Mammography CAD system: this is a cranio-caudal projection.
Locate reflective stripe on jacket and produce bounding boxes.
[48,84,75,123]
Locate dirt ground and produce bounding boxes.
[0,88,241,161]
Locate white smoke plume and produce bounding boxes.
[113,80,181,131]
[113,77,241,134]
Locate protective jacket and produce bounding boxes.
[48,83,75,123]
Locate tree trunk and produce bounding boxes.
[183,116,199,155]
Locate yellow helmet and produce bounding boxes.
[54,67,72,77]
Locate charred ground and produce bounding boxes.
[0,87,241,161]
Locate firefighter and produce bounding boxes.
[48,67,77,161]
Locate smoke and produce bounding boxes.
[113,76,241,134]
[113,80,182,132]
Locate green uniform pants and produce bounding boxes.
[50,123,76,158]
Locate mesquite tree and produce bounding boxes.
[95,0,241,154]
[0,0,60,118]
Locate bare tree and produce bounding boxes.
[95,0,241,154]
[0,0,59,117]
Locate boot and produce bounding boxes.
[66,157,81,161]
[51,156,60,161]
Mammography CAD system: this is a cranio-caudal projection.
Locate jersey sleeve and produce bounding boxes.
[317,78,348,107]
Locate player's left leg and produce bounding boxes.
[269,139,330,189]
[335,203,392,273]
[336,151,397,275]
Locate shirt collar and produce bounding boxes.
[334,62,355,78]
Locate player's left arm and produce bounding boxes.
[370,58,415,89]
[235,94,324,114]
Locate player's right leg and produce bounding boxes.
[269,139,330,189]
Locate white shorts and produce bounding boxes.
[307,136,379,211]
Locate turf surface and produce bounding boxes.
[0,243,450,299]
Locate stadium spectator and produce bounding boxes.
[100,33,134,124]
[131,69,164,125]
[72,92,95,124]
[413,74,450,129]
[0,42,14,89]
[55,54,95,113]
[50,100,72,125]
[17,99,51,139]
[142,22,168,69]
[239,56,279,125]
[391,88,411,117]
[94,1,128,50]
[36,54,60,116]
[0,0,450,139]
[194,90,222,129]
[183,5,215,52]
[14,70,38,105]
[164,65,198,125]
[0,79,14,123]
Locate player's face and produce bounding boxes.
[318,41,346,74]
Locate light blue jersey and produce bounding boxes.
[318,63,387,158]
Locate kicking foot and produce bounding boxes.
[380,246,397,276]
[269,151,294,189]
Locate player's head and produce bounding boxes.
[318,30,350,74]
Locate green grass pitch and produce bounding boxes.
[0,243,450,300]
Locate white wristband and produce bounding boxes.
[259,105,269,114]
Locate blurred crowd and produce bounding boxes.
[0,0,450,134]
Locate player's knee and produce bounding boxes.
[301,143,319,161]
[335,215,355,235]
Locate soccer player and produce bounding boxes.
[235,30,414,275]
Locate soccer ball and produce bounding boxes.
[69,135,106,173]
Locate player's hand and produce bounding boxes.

——

WHAT YOU SHOULD DO
Swap "produce" for "draw" everywhere it appears in the rows above, and leave everything else unchanged.

RESPONSE FOR THIS EXERCISE
Mammography CAD system: this is a cranio-caudal projection.
Locate reflective stripe on jacket and draw bounding boxes.
[48,84,75,123]
Locate dirt ground and draw bounding boxes.
[0,88,241,161]
Locate white smoke plume and draw bounding boxes.
[113,80,181,131]
[113,77,241,134]
Locate protective jacket and draw bounding boxes.
[48,83,75,123]
Locate tree trunk and draw bounding boxes.
[183,116,199,155]
Locate yellow helmet and draw bounding boxes.
[54,67,72,77]
Locate charred ground and draw bounding boxes.
[0,87,241,161]
Locate firefighter and draw bounding boxes.
[48,67,77,161]
Locate smoke and draw bounding boxes.
[113,76,241,134]
[113,80,182,132]
Locate green uniform pants and draw bounding boxes.
[50,123,76,158]
Locate mesquite tree and draw bounding boxes.
[95,0,241,154]
[0,0,60,118]
Locate bare tree and draw bounding boxes.
[95,0,241,154]
[0,0,59,117]
Locate boot and draw bounding boxes.
[66,157,81,161]
[51,156,60,161]
Mammography CAD system: this is a cranio-caudal projection.
Locate jersey sleeve and draw bounding boxes.
[317,78,348,107]
Locate player's left leg and draw bounding boxes.
[269,139,330,189]
[335,203,392,273]
[336,151,397,275]
Locate shirt collar and draw bounding boxes.
[334,62,355,78]
Locate player's left arm and draw bounding boxes.
[370,58,415,89]
[235,94,324,114]
Locate player's right leg and draw bounding boxes.
[269,139,330,189]
Locate white shorts and draw bounding boxes.
[307,136,379,211]
Locate turf surface and draw bounding boxes.
[0,243,450,299]
Locate stadium spectator and draw bounding boxes.
[100,33,134,124]
[131,69,164,125]
[72,92,95,124]
[413,74,450,129]
[0,42,14,89]
[55,54,95,113]
[50,100,72,125]
[17,99,51,139]
[142,22,168,69]
[239,56,279,125]
[391,88,411,117]
[94,1,128,50]
[36,54,60,116]
[0,0,450,139]
[194,90,222,129]
[183,5,215,52]
[14,70,38,105]
[164,65,198,125]
[0,79,14,123]
Locate player's face and draw bounding boxes.
[318,41,346,74]
Locate light blue jersey and draw bounding boxes.
[318,63,387,158]
Locate kicking foot and draw bounding boxes.
[380,246,397,276]
[269,151,294,189]
Locate player's head and draw bounding boxes.
[318,30,350,74]
Locate green grass pitch and draw bounding boxes.
[0,243,450,300]
Locate white wristband and draw bounding boxes.
[259,105,269,114]
Locate blurred crowd and draw bounding boxes.
[0,0,450,134]
Locate player's knee and draw bounding boxes.
[301,143,319,161]
[335,215,355,235]
Locate soccer player and draw bounding boxes.
[235,30,414,275]
Locate soccer ball and draw bounding boxes.
[69,135,106,173]
Locate player's hand and draw bounding boxes.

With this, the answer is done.